▶ _Source excerpt_:
· · ·
Question

a2x2-abx-2b2=0  fined the root by completing square

Answer 1

See the pic .........

Answer 2

The roots of the equation $\bf \red{{a}^{2} {x}^{2} - abx - 2 {b}^{2} = 0}$are $\bf \frac{2b}{a}$ and $\bf \frac{- b}{a}$.

Given:

• ${a}^{2} {x}^{2} - abx - 2 {b}^{2} = 0$

To find:

• Find the roots by completing the square method.

Solution:

Identity to be used:

1. $\bf ( {x - y)}^{2} = {x}^{2} - 2xy + {y}^{2}$
2. $\bf {x}^{2} - {y}^{2} = (x + y)(x - y)$

Step 1:

Complete the square in LHS.

Take 2b² to the RHS.

${a}^{2} {x}^{2} - abx = 2 {b}^{2}$

To complete the whole square, Add b²/4 both sides.

${(ax)}^{2}- 2(ax) .\frac{b}{2} + \left( { \frac{b}{2} } \right)^{2} = 2 {b}^{2} + \left( { \frac{b}{2} } \right)^{2}$

$\bf \left({ ax - \frac{b}{2} } \right)^{2} = 2 {b}^{2} + { \frac{ {b}^{2} }{4} }$

Step 2:

Simplify the RHS.
· · ·
▶ _Data rows_:
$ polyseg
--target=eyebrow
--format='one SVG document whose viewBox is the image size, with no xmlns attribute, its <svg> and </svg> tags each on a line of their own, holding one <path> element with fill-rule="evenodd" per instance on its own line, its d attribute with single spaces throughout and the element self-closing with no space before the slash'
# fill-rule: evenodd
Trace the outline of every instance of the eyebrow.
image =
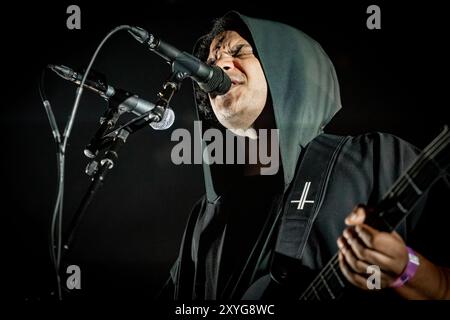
· · ·
▶ _Set problem_:
Copy out the thread above on solving a quadratic by completing the square in full, keeping every character unchanged.

▶ _Result of the exercise_:
Question

a2x2-abx-2b2=0  fined the root by completing square

Answer 1

See the pic .........

Answer 2

The roots of the equation $\bf \red{{a}^{2} {x}^{2} - abx - 2 {b}^{2} = 0}$are $\bf \frac{2b}{a}$ and $\bf \frac{- b}{a}$.

Given:

• ${a}^{2} {x}^{2} - abx - 2 {b}^{2} = 0$

To find:

• Find the roots by completing the square method.

Solution:

Identity to be used:

1. $\bf ( {x - y)}^{2} = {x}^{2} - 2xy + {y}^{2}$
2. $\bf {x}^{2} - {y}^{2} = (x + y)(x - y)$

Step 1:

Complete the square in LHS.

Take 2b² to the RHS.

${a}^{2} {x}^{2} - abx = 2 {b}^{2}$

To complete the whole square, Add b²/4 both sides.

${(ax)}^{2}- 2(ax) .\frac{b}{2} + \left( { \frac{b}{2} } \right)^{2} = 2 {b}^{2} + \left( { \frac{b}{2} } \right)^{2}$

$\bf \left({ ax - \frac{b}{2} } \right)^{2} = 2 {b}^{2} + { \frac{ {b}^{2} }{4} }$

Step 2:

Simplify the RHS.